* Text passage:
········
The warnings seemed to suggest some issue with the 12V battery, which caused a whole cascade of issues. But the bigger issue came as a consequence of the car’s strange power situation; some aspects of the car seemed to have power, some didn’t. Wanting to investigate more, my neighbor wanted to get into the driver’s seat, so she would have access to all the controls, etc. It makes sense, I’d want that, too.

So, she tried to open the door from the outside, and had no luck. She remembered there was an emergency door release, so she pulled that reaching over from the passenger’s side to get the door open, and was rewarded with a sickening crack as the driver’s side window cracked. Alarmed, she closed the door, which just made the cracks even bigger, effectively shattering the window, though for now it’s still holding together. But it’s very boned:

Crackedwindow

At this point she called me to come take a look. I brought a battery analyzer/charger to see how the 12V battery was doing, and it checked out okay, just with 50% charge. Not great, but not dead-dead. The bigger issues seemed to be that, for some reason, the doors on the driver’s side of the car had no power, the tailgate only had partial power (latch seemed to work, but the power struts to lift/close it were dead) and the lights were strange. The DRL on the left worked, but not the right, and the turn indicators worked only on the right up front and the left rear.

Lightweirdness

Looking on the internet, the power issue could be one of the body controllers, which seem to be named VCLeft, VCRight, VCFront, etc. That’s definitely annoying, but if that is what’s going on, that’s a module that can be swapped out and fixed. The bigger and more maddening issue here is the shattered window.

What I find absurd is that opening a door – even in an “emergency” context – could cause so much damage to the car. What happened is pretty clear, once you see it: for a Tesla Model Y’s doors to safely open, the window must drop down about an inch to clear the weatherstripping and molding on the body. If it doesn’t, the window gets caught, gets torqued, and shatters, just like what happened to my neighbor.

Emergencyrel

Now, this is something of a known problem. In fact, Tesla had a sort-of fix for this, where they made sure that when the emergency door release was activated, the window would drop down, just like if the normal latch had been used. That’s great for preventing people from accidentally using the emergency release in normal circumstances (which seems to happen a fair amount, from chatter on the forums, and the fact that people sell these stickers) but if the car has no power, or, like in my neighbor’s situation, partial power, then it doesn’t matter, since that window can’t go down without power.

Even Tesla’s own Model Y owner’s manual says to use the emergency release in situations where there is no power, but no mention is made of the fact that it’s very likely the window will shatter if you use it:

Teslamanual Emeropen

I suppose if you open the door really slowly and carefully, you can maybe get by without cracking the window, but this is specifically for emergencies, when slowly and carefully just isn’t really on the menu. Also, the way my neighbor opened the car wasn’t exactly panicked; it was just normal door-opening effort. If that window doesn’t drop down, it’s going to break.

Tesla suggests that in the case of getting out of a Model Y with no power, you use the rear seat doors instead, which don’t need to drop their windows. So, that means Tesla wants you to climb over the seats into the back, then go through this simple procedure to open the doors:

Teslamanual Emeropen Rear

See! It’s a simple three-step process that just asks you to remove the mat from the inside of the rear door pocket. Easy!
········
* Dataset records:
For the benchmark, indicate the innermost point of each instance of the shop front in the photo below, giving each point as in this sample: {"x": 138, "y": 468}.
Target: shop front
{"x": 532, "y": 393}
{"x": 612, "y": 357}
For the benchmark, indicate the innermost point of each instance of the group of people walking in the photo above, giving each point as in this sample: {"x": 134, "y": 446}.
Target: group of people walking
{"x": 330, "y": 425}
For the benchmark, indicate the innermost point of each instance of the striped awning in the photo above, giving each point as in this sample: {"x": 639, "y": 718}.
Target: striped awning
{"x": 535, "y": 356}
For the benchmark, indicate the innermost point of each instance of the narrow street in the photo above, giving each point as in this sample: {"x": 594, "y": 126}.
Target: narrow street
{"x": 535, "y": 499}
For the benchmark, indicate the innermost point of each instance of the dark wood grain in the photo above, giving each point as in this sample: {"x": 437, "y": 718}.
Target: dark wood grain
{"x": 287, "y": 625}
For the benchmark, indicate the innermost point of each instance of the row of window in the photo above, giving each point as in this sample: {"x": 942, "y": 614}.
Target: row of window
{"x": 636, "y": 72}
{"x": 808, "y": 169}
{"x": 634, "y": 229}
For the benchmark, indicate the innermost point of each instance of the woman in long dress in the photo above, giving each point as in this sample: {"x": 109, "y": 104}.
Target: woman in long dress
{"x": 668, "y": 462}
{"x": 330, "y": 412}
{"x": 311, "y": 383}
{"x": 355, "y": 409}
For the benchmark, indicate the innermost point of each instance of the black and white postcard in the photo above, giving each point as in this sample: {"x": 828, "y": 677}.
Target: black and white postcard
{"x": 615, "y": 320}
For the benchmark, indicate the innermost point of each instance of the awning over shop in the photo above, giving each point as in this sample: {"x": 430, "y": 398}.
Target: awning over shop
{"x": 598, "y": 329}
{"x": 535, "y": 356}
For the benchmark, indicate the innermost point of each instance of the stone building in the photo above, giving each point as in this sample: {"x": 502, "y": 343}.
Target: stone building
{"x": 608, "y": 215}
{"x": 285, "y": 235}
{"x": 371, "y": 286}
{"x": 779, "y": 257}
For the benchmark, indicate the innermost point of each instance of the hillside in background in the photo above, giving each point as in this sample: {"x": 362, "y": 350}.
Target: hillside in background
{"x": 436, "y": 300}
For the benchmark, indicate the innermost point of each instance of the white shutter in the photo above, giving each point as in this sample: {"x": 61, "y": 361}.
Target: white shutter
········
* Exercise tasks:
1. Reproduce the part of the Tesla Model Y passage starting at "Looking on the" and ending at "the shattered window.".
2. Answer these questions from the Tesla Model Y passage:
(a) What charge level did the 12V battery show when checked with the battery analyzer/charger?
(b) About how far must the window drop for a Model Y door to open safely?
(c) Which doors does Tesla suggest using to get out of a Model Y with no power?

* Solutions by task:
1.
Looking on the internet, the power issue could be one of the body controllers, which seem to be named VCLeft, VCRight, VCFront, etc. That’s definitely annoying, but if that is what’s going on, that’s a module that can be swapped out and fixed. The bigger and more maddening issue here is the shattered window.

2.
(a) 50% charge.
(b) About an inch.
(c) The rear seat doors.